### Texto fornecido
==*==

A qualidade de funcionário público, inerente a NICOLAU em razão do cargo (Presidente do TRT e da Comissão de Obras), como elementar do delito, comunica-se aos demais acusados, os três sócios da INCAL, em virtude da co-autoria, posto que “basta que um só dos concorrentes seja qualificado (intraneus) para que os demais respondam pelo mesmo tipo de crime” (PAULO JOSÉ DA COSTA JR., Comentários ao Código Penal , vol. 3, p. 441, Ed. Saraiva, 2ª ed.).

ESTELIONATO:

NICOLAU DOS SANTOS NETO, FÁBIO MONTEIRO DE BARROS FILHO, JOSÉ EDUARDO CORREA TEIXEIRA FERRAZ e LUIZ ESTEVÃO DE OLIVEIRA NETO são acusados de obter, para si e/ou para outrem (empresas, familiares e aliados), vantagem ilícita (fraude na concorrência, celebração ilegal do contrato e do aditivo), em prejuízo alheio e em detrimento de entidade de direito público, mediante os artifícios, ardis e outros meios fraudulentos, conforme as condutas descritas nos itens 1/6, 28/53 da denúncia e itens 1/8 do primeiro aditamento, além dos novos documentos juntados com o presente aditamento, em co-participação.

==*==

### Tarefa proposta
Reescreva o texto fornecido desde "A qualidade de" até "Saraiva, 2ª ed.).", trocando "delito" por "ilícito".

### Linhas de dados
==*==

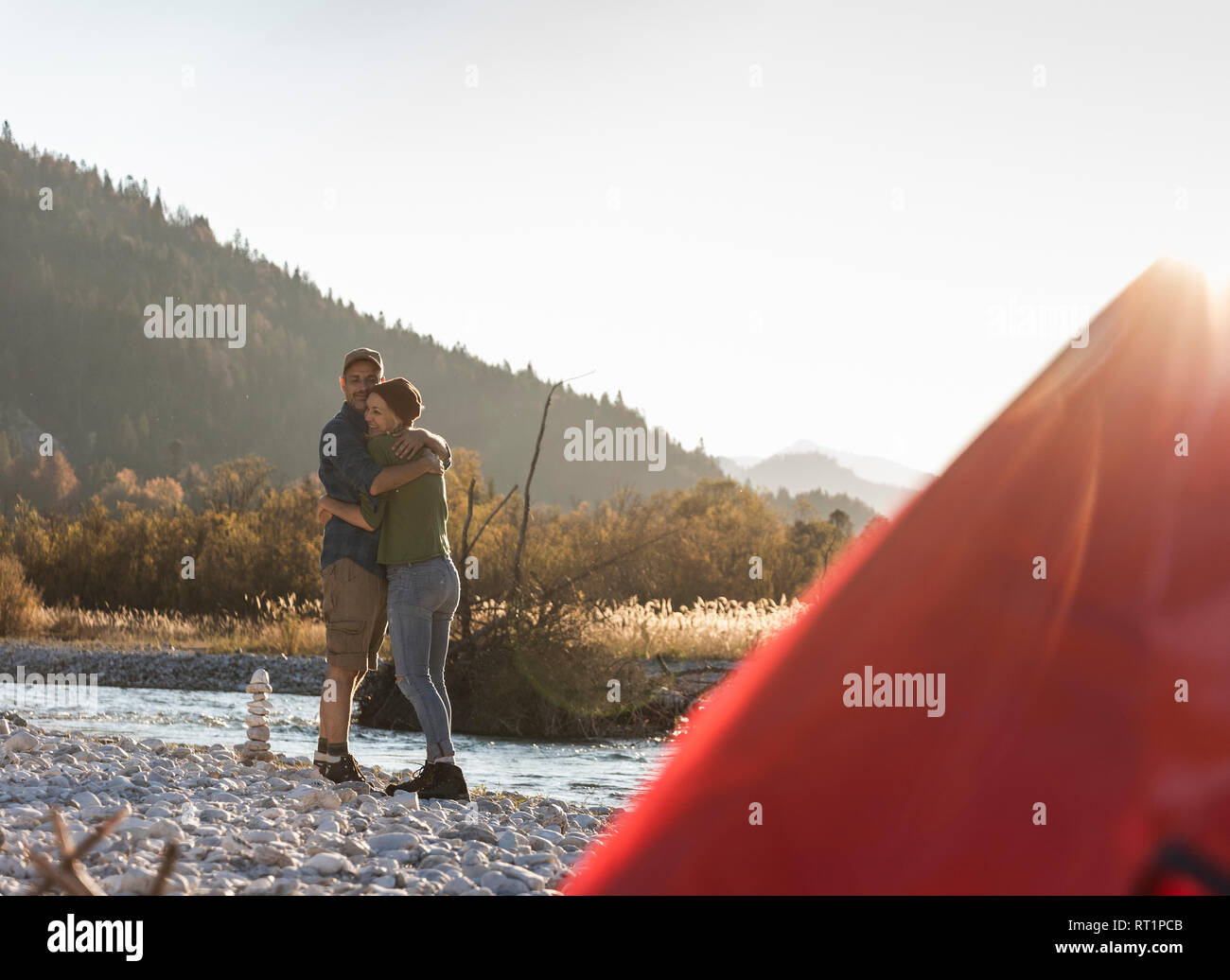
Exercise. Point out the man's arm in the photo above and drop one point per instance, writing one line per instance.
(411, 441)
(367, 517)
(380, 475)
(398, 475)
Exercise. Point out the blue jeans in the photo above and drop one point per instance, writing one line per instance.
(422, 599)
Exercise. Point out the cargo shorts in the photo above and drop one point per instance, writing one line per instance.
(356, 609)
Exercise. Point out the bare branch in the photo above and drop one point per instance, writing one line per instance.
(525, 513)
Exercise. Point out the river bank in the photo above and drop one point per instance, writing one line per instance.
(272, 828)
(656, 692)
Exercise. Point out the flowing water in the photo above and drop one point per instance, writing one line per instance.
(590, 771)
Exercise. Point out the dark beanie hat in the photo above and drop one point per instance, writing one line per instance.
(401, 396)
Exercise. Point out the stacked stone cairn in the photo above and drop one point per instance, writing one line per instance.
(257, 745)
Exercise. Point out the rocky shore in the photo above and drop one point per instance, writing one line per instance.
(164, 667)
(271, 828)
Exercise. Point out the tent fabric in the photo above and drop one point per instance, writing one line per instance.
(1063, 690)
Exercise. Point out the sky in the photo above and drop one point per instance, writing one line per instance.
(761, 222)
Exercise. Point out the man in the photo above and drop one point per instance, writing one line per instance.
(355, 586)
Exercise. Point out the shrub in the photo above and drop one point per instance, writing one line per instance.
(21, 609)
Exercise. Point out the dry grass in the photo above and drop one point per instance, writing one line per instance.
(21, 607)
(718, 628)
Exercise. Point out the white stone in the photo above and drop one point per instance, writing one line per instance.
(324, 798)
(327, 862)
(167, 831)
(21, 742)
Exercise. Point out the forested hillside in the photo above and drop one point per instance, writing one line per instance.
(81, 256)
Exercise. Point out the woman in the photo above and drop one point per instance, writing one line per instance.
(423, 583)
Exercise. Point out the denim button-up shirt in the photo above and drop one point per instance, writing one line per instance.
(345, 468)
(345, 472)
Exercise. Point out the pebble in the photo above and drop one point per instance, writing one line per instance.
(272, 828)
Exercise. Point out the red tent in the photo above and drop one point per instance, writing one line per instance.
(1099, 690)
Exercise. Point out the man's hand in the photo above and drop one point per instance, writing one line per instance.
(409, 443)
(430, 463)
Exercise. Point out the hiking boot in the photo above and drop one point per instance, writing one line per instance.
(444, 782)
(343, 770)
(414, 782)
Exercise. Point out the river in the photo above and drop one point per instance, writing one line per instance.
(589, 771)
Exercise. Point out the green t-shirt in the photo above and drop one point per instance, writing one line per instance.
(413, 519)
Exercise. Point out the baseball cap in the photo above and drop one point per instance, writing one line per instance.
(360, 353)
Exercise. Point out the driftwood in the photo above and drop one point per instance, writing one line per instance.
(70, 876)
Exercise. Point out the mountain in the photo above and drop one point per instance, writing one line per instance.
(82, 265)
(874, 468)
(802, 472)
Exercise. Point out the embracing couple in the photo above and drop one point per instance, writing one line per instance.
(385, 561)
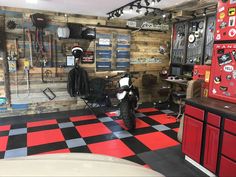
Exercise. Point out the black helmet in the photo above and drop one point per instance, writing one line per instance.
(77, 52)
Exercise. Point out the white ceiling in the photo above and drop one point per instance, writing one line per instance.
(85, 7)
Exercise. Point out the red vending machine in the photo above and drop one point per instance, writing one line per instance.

==*==

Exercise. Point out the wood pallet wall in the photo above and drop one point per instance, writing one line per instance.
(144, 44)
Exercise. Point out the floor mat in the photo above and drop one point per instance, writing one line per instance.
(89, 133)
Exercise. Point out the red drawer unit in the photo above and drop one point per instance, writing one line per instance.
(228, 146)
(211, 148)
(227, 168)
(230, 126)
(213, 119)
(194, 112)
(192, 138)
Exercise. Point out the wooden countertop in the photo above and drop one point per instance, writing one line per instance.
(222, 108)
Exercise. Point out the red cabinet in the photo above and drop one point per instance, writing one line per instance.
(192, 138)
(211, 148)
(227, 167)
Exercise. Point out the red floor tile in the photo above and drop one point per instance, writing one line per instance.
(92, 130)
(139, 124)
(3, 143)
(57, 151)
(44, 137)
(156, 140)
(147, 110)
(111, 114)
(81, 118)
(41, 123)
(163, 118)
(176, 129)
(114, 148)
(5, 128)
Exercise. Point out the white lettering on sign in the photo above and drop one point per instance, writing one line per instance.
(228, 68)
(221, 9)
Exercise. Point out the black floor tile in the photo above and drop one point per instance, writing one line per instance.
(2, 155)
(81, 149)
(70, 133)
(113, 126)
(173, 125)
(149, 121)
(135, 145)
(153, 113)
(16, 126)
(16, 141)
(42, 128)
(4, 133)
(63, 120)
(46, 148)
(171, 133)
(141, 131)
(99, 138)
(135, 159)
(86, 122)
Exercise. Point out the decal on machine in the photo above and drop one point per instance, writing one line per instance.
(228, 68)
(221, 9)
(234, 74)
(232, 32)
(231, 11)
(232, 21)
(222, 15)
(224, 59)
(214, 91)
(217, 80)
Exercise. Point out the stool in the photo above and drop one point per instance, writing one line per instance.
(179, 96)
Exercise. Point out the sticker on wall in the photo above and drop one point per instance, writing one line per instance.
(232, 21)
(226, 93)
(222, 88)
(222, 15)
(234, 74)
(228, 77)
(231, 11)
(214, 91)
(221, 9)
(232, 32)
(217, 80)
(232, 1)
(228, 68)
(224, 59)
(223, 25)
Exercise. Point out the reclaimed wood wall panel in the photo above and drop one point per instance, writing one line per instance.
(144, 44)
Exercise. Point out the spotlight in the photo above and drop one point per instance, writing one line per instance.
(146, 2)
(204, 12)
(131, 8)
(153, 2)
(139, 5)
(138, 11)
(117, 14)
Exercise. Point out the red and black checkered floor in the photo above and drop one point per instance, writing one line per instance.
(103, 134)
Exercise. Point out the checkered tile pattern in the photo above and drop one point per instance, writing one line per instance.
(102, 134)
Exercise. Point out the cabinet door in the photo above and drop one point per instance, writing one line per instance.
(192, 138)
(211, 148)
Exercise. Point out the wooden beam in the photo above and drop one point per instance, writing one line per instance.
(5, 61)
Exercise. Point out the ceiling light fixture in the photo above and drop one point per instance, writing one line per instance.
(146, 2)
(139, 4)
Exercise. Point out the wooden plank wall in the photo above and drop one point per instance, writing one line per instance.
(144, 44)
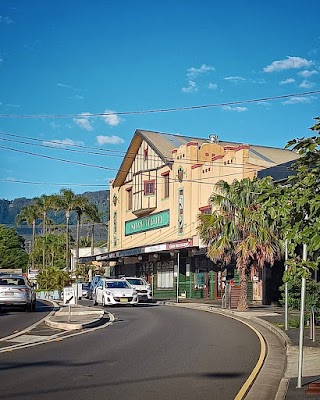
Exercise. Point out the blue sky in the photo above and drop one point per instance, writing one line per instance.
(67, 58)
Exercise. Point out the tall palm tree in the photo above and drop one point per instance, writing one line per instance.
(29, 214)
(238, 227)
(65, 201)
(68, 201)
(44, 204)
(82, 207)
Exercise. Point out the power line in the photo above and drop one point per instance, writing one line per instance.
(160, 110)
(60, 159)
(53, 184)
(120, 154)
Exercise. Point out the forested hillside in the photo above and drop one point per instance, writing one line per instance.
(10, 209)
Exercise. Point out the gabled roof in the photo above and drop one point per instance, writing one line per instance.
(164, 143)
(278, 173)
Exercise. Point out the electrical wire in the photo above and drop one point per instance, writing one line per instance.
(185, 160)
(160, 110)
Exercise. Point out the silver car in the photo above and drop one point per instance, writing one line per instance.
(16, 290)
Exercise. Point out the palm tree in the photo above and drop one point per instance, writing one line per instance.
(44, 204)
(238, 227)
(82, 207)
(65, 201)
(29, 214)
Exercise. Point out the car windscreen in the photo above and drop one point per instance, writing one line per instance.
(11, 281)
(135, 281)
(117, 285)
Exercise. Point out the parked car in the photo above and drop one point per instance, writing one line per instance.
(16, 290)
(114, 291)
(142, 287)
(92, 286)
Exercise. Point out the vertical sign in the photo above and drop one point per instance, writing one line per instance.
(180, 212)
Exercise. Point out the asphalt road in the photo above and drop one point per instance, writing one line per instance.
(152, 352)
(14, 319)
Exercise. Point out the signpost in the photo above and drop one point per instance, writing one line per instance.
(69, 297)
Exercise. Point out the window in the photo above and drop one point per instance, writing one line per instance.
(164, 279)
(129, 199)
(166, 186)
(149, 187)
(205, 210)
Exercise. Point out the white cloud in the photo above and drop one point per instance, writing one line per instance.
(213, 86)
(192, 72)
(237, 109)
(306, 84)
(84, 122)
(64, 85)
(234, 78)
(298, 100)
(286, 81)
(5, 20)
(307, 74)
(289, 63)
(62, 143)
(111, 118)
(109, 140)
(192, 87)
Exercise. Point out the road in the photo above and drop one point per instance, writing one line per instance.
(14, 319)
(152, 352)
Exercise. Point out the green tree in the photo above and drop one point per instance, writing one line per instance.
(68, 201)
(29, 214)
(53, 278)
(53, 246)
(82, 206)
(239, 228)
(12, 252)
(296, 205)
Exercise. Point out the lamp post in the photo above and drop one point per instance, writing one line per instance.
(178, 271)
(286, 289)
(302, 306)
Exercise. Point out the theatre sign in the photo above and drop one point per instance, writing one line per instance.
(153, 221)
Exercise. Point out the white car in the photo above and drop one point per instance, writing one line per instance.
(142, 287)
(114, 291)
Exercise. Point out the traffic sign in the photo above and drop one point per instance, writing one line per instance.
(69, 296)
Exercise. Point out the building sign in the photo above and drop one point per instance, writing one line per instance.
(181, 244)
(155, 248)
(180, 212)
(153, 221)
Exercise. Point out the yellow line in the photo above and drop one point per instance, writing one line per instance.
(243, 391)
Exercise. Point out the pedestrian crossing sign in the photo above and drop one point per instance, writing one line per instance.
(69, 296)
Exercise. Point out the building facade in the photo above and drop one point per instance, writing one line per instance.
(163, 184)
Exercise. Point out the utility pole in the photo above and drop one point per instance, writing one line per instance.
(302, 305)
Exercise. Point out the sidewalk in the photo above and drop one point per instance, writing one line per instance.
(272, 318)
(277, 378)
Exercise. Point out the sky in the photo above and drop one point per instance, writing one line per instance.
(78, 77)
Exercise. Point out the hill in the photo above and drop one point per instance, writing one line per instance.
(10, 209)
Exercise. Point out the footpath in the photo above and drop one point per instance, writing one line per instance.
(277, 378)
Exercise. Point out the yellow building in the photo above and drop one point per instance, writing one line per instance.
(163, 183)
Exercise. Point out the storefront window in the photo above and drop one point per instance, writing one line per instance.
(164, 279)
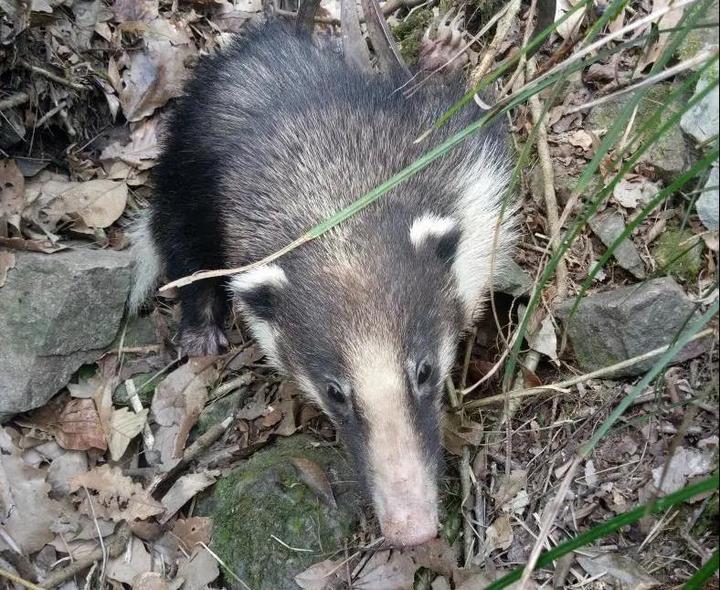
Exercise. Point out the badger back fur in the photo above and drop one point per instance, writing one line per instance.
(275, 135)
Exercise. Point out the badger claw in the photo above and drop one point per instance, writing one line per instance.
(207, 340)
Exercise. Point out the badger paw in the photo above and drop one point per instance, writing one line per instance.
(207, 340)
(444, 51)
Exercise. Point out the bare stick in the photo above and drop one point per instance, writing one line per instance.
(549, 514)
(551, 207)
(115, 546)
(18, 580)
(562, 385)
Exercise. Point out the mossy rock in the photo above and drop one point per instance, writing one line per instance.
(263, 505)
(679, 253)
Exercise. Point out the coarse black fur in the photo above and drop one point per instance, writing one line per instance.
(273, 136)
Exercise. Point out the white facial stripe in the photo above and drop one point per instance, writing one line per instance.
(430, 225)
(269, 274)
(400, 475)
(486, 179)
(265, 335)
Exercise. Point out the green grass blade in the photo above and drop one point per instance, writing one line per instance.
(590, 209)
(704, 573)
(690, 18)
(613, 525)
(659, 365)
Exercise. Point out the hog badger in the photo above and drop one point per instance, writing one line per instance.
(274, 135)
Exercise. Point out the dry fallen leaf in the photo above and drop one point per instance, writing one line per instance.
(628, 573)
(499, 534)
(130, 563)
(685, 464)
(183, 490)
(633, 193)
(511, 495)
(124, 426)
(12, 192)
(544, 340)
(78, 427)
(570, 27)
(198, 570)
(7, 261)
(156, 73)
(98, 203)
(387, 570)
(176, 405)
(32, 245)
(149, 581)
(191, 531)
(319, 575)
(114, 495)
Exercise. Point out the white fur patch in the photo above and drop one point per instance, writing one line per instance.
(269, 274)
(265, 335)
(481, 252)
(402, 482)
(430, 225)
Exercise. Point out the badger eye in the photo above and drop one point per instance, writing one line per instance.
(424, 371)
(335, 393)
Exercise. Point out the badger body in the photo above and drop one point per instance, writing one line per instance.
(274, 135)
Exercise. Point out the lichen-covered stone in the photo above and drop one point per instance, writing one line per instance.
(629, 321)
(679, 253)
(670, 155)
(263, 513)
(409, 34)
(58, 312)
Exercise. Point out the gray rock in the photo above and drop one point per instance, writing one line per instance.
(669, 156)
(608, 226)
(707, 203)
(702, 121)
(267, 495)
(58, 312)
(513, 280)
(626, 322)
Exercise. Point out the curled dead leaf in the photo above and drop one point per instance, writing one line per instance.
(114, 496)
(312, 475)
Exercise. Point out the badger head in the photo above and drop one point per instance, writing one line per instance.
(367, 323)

==*==

### Resolução do problema
A qualidade de funcionário público, inerente a NICOLAU em razão do cargo (Presidente do TRT e da Comissão de Obras), como elementar do ilícito, comunica-se aos demais acusados, os três sócios da INCAL, em virtude da co-autoria, posto que “basta que um só dos concorrentes seja qualificado (intraneus) para que os demais respondam pelo mesmo tipo de crime” (PAULO JOSÉ DA COSTA JR., Comentários ao Código Penal , vol. 3, p. 441, Ed. Saraiva, 2ª ed.).